• [To do]: Retype the following data exactly, but leave its pictures out.

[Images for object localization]
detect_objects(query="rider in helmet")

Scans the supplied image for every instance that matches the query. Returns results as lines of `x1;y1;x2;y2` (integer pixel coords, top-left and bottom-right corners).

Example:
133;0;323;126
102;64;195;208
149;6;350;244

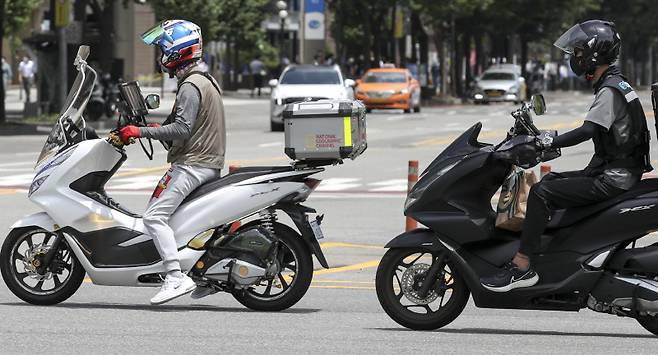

• [Solution below]:
detect_objects(query="rider in helmet")

Scans the supplied image for every instance that matches the query. Returns results as lines of `x1;y1;x2;y2` (integer pixel coords, top-left and bottom-right corners).

Example:
133;0;323;126
102;64;195;208
149;6;350;244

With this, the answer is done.